[Stored dataset items]
***
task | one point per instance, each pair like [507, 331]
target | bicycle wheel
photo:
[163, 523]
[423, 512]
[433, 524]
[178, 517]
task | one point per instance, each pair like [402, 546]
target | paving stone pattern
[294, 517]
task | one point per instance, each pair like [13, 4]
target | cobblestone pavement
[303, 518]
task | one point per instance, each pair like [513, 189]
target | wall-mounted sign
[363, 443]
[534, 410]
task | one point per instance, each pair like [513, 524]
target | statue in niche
***
Can you rewrite all of the lines above, requests included, scaling each point coordinate in the answers by 0.6 and rounding to whole numbers, with halves rounded up? Leave the numbers in the requests and their sample pairs unchanged.

task | one point per instance, each pair like [507, 331]
target | bicycle wheel
photo:
[98, 314]
[254, 307]
[260, 314]
[107, 310]
task | one point per instance, each pair like [402, 546]
target | paving stone pattern
[176, 310]
task | one point per instance, each pair like [13, 4]
target | cobblestone pavement
[182, 311]
task | one point per instance, each pair like [513, 189]
target | wall-mounted sign
[218, 266]
[320, 246]
task | one point per instance, each pair like [513, 524]
target | statue in niche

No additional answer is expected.